▶ _Description of the task_
Each line from the one containing "In this picture, where can the rear" to the end of the entries is to be repeated exactly, and no other line.

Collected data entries
——

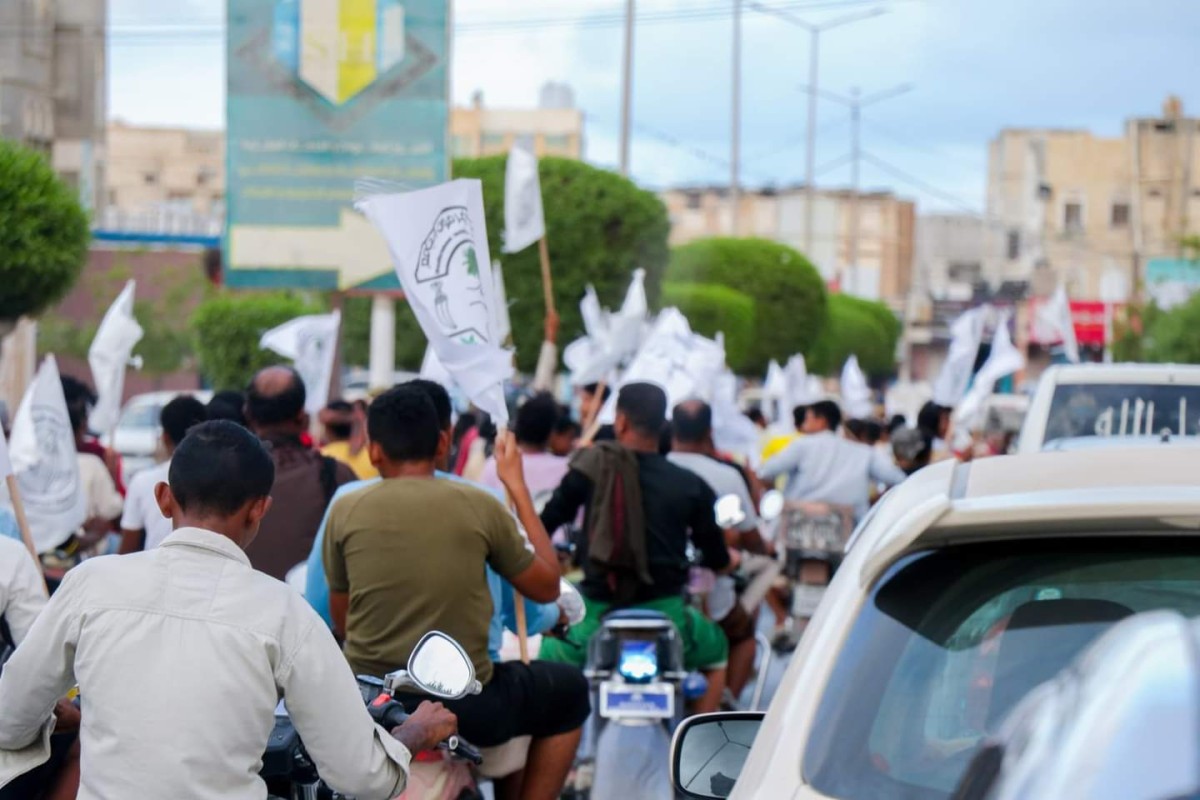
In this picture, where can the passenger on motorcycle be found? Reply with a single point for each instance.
(672, 504)
(183, 653)
(406, 555)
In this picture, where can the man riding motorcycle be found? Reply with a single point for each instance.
(653, 506)
(181, 655)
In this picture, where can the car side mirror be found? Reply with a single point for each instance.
(441, 667)
(708, 752)
(771, 506)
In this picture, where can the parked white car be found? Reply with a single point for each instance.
(964, 589)
(1108, 402)
(136, 437)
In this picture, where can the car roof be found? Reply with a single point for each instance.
(1036, 494)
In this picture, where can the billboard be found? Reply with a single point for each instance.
(322, 92)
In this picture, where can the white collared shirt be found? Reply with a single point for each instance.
(181, 655)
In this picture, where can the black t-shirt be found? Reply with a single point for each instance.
(675, 501)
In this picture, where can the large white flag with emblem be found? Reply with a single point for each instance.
(45, 462)
(108, 358)
(438, 242)
(525, 222)
(311, 342)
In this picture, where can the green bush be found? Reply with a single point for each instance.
(861, 328)
(712, 310)
(787, 292)
(43, 234)
(226, 330)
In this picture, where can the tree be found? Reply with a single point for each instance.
(226, 330)
(43, 234)
(600, 227)
(786, 289)
(857, 326)
(713, 310)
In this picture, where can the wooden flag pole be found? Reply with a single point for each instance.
(18, 509)
(547, 284)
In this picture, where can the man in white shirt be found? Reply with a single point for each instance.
(143, 527)
(823, 467)
(183, 653)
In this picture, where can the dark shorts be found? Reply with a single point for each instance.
(539, 699)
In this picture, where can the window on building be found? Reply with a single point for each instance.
(1073, 217)
(1014, 245)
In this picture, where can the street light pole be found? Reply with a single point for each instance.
(736, 133)
(627, 89)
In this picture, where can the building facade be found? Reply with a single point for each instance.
(877, 263)
(1090, 211)
(165, 180)
(53, 86)
(555, 127)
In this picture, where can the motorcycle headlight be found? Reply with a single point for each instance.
(639, 661)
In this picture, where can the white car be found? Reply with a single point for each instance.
(1109, 402)
(964, 589)
(136, 437)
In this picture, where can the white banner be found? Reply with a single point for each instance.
(966, 332)
(311, 343)
(43, 458)
(108, 358)
(525, 222)
(856, 392)
(438, 242)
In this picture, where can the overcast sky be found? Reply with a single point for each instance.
(976, 66)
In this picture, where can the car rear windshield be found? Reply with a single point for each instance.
(951, 639)
(1122, 409)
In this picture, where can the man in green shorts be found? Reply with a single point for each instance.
(648, 567)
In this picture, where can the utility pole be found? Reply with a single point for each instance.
(627, 88)
(736, 133)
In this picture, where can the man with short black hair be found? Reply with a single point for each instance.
(143, 527)
(305, 481)
(132, 631)
(657, 506)
(823, 467)
(407, 555)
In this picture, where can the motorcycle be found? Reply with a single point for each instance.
(811, 542)
(438, 667)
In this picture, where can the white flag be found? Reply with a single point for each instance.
(438, 242)
(1056, 316)
(311, 342)
(501, 323)
(856, 392)
(525, 222)
(109, 355)
(1003, 360)
(45, 461)
(966, 332)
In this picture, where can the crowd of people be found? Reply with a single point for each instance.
(407, 519)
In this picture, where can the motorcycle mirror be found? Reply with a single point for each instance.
(571, 602)
(772, 505)
(729, 511)
(441, 667)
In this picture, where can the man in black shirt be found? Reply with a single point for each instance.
(675, 505)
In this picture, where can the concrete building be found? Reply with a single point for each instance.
(885, 240)
(165, 180)
(53, 85)
(1090, 211)
(556, 126)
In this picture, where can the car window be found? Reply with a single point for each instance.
(1122, 409)
(952, 639)
(141, 416)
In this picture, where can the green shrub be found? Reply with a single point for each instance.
(787, 292)
(712, 310)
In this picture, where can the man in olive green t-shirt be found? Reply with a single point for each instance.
(407, 555)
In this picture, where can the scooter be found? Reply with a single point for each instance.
(438, 667)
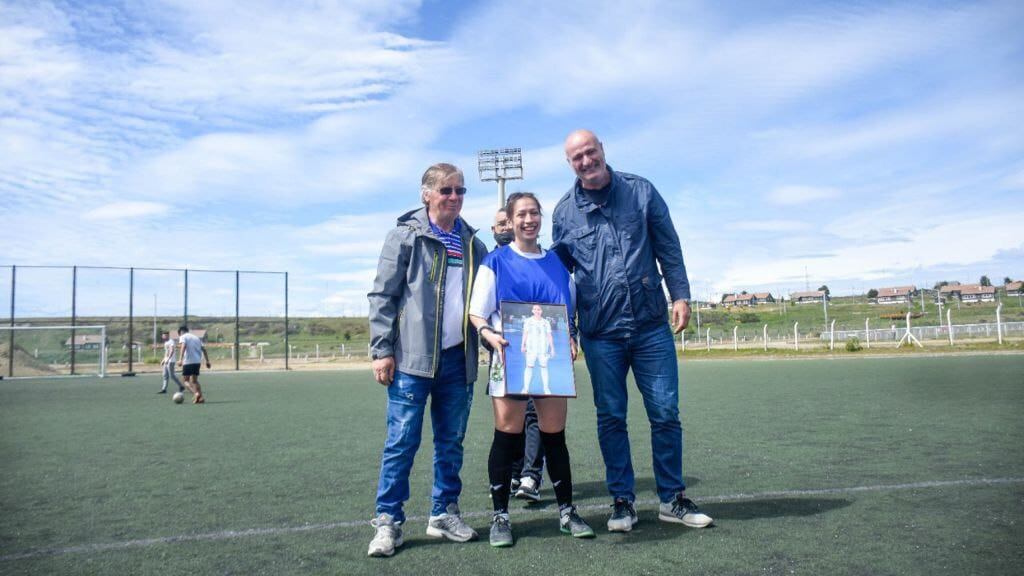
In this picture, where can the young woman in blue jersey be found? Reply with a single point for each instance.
(523, 272)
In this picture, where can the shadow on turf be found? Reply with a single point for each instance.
(772, 507)
(643, 488)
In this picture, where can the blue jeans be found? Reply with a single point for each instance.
(651, 355)
(407, 401)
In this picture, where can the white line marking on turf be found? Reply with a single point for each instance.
(231, 534)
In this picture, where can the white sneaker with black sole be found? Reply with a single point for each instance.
(624, 516)
(682, 510)
(450, 525)
(387, 538)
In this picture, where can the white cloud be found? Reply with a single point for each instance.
(768, 225)
(302, 128)
(957, 241)
(126, 210)
(794, 195)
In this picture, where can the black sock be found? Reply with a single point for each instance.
(557, 455)
(504, 450)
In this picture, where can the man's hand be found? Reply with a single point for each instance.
(498, 343)
(384, 370)
(680, 316)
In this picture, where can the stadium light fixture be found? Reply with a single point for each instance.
(500, 165)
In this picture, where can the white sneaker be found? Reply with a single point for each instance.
(450, 525)
(387, 538)
(681, 509)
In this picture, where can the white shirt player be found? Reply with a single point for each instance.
(194, 348)
(537, 334)
(170, 351)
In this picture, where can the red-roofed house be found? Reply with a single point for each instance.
(896, 294)
(976, 293)
(808, 297)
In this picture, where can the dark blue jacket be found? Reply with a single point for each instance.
(613, 252)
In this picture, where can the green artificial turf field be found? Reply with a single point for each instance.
(902, 465)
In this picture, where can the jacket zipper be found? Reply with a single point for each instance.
(438, 319)
(467, 292)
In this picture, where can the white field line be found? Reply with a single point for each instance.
(232, 534)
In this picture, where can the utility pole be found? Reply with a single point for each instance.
(500, 165)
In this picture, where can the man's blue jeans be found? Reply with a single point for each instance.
(407, 402)
(651, 355)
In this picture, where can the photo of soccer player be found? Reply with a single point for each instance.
(538, 361)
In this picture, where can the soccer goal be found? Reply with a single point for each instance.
(52, 351)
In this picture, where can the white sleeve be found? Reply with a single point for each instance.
(482, 302)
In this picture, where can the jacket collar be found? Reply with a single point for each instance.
(583, 203)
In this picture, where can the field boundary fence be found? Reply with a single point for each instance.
(219, 305)
(795, 336)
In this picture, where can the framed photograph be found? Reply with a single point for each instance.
(538, 360)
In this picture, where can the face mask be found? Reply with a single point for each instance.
(504, 238)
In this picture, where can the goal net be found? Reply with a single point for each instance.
(53, 351)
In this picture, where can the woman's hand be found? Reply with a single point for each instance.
(384, 370)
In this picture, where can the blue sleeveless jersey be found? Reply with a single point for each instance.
(542, 280)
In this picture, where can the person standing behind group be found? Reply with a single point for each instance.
(192, 354)
(422, 346)
(526, 471)
(523, 272)
(170, 357)
(613, 231)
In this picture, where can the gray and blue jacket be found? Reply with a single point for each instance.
(408, 298)
(613, 252)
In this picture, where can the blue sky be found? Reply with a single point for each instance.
(854, 145)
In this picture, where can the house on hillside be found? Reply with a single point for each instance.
(86, 341)
(747, 299)
(951, 291)
(744, 299)
(808, 297)
(975, 293)
(896, 294)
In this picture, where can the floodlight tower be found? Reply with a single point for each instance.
(500, 165)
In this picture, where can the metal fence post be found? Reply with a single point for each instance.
(10, 341)
(287, 348)
(131, 321)
(74, 297)
(238, 352)
(184, 318)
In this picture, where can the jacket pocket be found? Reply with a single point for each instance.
(655, 302)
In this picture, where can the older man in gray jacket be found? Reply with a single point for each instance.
(422, 346)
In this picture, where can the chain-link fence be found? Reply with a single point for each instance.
(242, 316)
(796, 336)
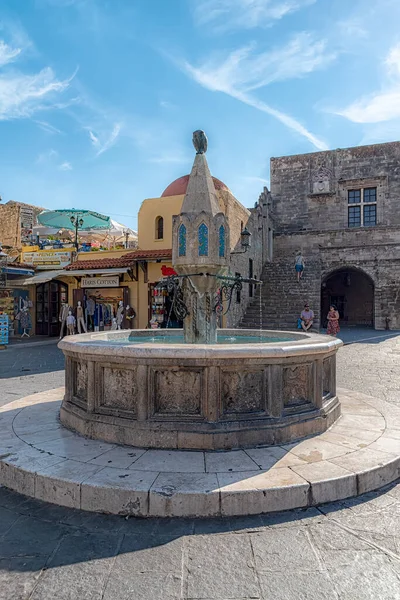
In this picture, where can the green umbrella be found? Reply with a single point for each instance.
(72, 218)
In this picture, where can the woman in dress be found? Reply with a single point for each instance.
(333, 321)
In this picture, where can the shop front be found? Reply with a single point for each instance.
(161, 308)
(50, 296)
(14, 298)
(100, 299)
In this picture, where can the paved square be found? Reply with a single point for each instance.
(347, 550)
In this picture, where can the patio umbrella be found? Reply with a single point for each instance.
(116, 234)
(74, 219)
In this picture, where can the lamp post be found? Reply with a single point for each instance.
(76, 222)
(3, 268)
(126, 233)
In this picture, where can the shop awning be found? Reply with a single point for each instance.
(42, 277)
(84, 272)
(17, 271)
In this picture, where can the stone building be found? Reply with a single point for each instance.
(341, 209)
(16, 222)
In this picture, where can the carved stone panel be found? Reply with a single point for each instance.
(242, 392)
(327, 383)
(296, 385)
(177, 391)
(119, 389)
(80, 381)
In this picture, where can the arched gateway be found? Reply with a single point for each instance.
(352, 291)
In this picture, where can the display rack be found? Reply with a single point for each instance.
(3, 329)
(157, 304)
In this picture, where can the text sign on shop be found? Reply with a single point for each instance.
(100, 282)
(43, 260)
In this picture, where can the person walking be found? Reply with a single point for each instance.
(333, 321)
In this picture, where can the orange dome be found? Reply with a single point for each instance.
(179, 186)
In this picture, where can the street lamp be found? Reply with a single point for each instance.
(3, 268)
(126, 234)
(76, 222)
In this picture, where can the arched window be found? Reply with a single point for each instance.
(221, 241)
(159, 228)
(203, 240)
(182, 240)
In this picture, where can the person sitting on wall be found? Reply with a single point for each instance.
(299, 265)
(307, 317)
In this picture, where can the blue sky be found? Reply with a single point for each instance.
(99, 98)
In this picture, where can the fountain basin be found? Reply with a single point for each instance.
(196, 396)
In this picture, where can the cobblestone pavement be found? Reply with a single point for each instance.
(347, 550)
(29, 368)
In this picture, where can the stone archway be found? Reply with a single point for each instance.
(352, 291)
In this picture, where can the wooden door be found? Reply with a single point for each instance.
(125, 299)
(77, 296)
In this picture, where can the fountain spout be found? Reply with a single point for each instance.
(200, 249)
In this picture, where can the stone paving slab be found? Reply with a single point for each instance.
(42, 459)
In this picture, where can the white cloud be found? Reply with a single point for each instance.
(47, 127)
(109, 141)
(95, 140)
(168, 158)
(352, 28)
(383, 105)
(22, 95)
(223, 15)
(47, 157)
(65, 166)
(8, 54)
(244, 71)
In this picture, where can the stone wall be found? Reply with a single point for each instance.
(310, 190)
(310, 205)
(248, 264)
(10, 222)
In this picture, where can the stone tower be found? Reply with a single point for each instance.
(200, 249)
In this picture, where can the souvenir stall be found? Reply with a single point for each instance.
(161, 310)
(100, 302)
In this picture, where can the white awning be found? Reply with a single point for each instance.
(83, 272)
(42, 277)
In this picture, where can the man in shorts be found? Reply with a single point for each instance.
(307, 317)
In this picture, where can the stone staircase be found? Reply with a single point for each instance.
(282, 297)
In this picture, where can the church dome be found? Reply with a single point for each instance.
(179, 186)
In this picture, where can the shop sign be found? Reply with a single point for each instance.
(87, 282)
(48, 260)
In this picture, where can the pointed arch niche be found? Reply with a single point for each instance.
(182, 240)
(203, 239)
(221, 241)
(159, 228)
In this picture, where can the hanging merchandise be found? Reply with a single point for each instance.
(25, 321)
(4, 329)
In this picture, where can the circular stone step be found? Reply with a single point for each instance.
(42, 459)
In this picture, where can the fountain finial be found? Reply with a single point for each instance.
(200, 141)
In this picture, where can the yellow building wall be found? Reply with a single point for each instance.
(150, 209)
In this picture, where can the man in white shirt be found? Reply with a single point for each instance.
(307, 317)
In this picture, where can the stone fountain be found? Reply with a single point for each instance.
(162, 389)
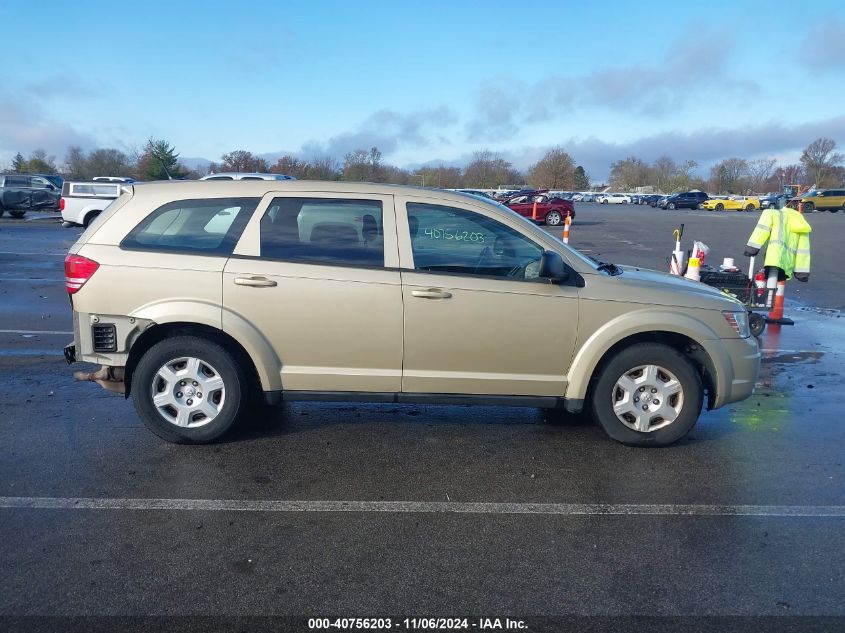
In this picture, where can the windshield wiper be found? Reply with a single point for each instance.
(611, 269)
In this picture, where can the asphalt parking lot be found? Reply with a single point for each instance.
(327, 510)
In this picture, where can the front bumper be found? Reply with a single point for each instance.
(744, 355)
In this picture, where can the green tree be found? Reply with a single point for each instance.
(729, 176)
(39, 163)
(160, 162)
(364, 165)
(487, 170)
(241, 160)
(18, 163)
(630, 173)
(556, 170)
(819, 159)
(580, 179)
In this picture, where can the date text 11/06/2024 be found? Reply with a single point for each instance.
(417, 624)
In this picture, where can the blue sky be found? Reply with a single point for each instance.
(426, 82)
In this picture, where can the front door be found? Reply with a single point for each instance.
(478, 320)
(317, 276)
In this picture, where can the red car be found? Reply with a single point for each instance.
(550, 211)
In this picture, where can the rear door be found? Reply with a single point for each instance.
(477, 318)
(316, 274)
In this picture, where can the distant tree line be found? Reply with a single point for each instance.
(820, 164)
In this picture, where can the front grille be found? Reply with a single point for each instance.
(105, 338)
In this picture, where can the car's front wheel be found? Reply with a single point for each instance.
(647, 395)
(188, 389)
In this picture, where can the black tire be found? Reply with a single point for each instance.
(757, 323)
(90, 218)
(235, 389)
(667, 360)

——

▶ _Answer box_
In this picture, where can the rear door be found? Reply with a single point for each instance.
(477, 318)
(316, 274)
In this picture, where can the distant tree line be found? Reply with a single point for each instance.
(820, 164)
In this picture, where can the front grille be found? Reply with a single point for each instance.
(105, 338)
In this picture, where can the car's front wheel be found? Reply with a single point for each instance.
(647, 395)
(188, 389)
In this picture, where can the black tire be found? Reply with a single point for each instance.
(757, 323)
(90, 218)
(235, 389)
(667, 360)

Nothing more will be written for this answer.